> [Challenge]: Which lines in the rows below contain the word "beaded"? Pick out each of them and copy it in full.

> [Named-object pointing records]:

━━━━━━━━━━━━━━━━━━━━━━━━━━━━━━

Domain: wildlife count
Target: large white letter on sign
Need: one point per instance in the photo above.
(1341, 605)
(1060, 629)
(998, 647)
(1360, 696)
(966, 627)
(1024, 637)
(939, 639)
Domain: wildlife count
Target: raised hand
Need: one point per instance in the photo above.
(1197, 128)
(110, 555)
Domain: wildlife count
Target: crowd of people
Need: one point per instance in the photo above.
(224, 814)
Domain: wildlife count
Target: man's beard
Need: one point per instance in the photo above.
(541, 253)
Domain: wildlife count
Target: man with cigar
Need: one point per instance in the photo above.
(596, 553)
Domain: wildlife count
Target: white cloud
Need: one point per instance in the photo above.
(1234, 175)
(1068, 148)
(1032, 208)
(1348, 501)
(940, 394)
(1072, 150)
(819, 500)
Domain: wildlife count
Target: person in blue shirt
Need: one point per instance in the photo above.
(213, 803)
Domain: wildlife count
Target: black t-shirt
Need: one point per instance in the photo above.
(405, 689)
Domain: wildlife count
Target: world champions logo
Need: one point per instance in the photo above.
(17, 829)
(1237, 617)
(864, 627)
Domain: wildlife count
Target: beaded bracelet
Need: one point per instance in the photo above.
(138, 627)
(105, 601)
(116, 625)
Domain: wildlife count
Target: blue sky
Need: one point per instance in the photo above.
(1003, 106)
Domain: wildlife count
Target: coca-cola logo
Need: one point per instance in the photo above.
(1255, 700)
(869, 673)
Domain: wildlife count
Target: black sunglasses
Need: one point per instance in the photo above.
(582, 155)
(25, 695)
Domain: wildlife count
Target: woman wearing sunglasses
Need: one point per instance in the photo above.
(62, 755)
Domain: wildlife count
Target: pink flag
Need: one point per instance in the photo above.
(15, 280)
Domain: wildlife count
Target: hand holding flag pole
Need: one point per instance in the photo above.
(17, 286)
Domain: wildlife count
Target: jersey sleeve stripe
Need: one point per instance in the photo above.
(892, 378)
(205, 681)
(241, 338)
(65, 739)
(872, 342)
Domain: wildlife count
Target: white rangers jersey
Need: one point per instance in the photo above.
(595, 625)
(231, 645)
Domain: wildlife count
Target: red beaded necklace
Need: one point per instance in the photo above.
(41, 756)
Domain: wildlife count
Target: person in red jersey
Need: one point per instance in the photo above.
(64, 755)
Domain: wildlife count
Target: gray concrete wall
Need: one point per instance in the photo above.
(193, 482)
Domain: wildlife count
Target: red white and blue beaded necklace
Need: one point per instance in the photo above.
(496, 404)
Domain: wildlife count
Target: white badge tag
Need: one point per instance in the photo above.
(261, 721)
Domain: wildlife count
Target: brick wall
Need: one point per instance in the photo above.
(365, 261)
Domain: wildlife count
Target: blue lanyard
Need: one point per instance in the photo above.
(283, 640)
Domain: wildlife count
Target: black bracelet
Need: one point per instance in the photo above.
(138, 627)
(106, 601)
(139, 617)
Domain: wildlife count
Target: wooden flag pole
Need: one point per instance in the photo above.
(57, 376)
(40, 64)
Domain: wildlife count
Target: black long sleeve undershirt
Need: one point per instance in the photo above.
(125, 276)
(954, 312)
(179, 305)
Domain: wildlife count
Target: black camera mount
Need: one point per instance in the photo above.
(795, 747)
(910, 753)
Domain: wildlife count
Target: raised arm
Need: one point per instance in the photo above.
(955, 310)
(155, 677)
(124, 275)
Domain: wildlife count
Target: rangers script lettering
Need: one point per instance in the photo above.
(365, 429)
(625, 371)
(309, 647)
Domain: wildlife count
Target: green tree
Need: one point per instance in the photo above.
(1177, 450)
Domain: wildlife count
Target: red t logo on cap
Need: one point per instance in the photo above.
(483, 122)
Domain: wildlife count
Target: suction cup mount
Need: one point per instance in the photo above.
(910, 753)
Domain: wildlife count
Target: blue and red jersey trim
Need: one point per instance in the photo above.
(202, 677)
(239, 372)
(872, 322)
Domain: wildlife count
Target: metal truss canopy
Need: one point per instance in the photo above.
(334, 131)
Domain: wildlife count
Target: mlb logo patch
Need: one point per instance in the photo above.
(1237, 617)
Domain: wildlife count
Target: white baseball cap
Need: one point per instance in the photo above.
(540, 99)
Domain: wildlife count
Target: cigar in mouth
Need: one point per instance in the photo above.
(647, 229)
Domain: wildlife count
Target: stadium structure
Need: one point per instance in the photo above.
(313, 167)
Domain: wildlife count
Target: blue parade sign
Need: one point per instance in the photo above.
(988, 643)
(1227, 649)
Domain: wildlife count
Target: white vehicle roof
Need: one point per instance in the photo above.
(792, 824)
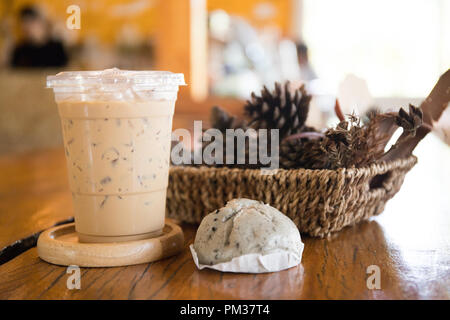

━━━━━━━━━━━━━━━━━━━━━━━━━━━━━━

> [Answer to this task]:
Target: beaded bracelet
Target: red beaded necklace
Target: red white and blue beaded necklace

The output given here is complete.